Data items:
* * * * *
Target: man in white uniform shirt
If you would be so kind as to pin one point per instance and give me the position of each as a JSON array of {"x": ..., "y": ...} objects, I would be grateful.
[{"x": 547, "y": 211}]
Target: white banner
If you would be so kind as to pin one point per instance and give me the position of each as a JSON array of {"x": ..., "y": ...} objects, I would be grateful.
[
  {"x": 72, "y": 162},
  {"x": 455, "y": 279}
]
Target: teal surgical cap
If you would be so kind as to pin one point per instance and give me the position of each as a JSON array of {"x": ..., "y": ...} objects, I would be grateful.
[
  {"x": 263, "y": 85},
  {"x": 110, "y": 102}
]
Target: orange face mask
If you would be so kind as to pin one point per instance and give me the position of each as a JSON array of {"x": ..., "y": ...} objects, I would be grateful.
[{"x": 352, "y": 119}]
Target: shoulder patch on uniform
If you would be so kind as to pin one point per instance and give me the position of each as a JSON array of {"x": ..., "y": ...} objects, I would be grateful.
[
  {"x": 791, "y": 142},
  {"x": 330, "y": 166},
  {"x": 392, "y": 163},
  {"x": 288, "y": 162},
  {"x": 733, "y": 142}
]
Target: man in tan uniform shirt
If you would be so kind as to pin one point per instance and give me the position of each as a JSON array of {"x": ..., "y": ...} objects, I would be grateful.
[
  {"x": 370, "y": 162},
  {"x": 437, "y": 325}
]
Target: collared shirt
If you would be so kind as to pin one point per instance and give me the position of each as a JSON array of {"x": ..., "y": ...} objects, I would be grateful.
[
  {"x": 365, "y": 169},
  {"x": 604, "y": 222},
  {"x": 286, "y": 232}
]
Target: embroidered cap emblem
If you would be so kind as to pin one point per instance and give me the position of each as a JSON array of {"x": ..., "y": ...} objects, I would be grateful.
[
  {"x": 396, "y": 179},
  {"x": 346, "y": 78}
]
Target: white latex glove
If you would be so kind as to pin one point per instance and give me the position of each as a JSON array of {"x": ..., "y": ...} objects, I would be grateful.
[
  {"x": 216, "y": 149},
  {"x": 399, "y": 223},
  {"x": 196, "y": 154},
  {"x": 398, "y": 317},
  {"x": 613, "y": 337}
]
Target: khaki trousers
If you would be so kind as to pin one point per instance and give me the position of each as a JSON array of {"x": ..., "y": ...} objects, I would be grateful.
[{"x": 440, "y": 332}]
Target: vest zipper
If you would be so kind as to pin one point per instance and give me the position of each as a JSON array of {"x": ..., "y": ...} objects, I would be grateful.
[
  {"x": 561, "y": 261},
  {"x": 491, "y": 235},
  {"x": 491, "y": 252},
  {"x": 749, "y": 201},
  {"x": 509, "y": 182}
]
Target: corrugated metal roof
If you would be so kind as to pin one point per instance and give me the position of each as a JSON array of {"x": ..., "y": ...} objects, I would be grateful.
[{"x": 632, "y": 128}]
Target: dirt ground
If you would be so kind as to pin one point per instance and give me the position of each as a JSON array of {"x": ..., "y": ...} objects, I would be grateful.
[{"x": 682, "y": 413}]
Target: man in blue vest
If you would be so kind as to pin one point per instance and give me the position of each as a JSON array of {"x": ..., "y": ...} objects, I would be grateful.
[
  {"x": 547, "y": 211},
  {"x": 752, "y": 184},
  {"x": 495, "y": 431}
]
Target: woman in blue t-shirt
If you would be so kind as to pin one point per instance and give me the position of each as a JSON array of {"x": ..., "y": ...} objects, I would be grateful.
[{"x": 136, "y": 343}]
* * * * *
■ **Required work**
Output the lines from the line containing "Target: dirt ground" to the end, both included; add nothing.

■ **Exercise solution**
Target: dirt ground
If you would be so kind as to pin one point per instance and give me the position of each as a JSON array of {"x": ..., "y": ...} objects, I would be grateful.
[{"x": 682, "y": 413}]
Target: man in blue vest
If you would be so kind as to pin one point per instance and give me the position of each as a JSON array of {"x": ..., "y": ...} objects, I would be grateful.
[
  {"x": 547, "y": 211},
  {"x": 752, "y": 184},
  {"x": 495, "y": 431}
]
Target: woman in blue t-shirt
If you would be so kind as to pin one point per instance and give me the position of each as a JSON array of {"x": ..., "y": ...} objects, I would be grateful.
[{"x": 136, "y": 343}]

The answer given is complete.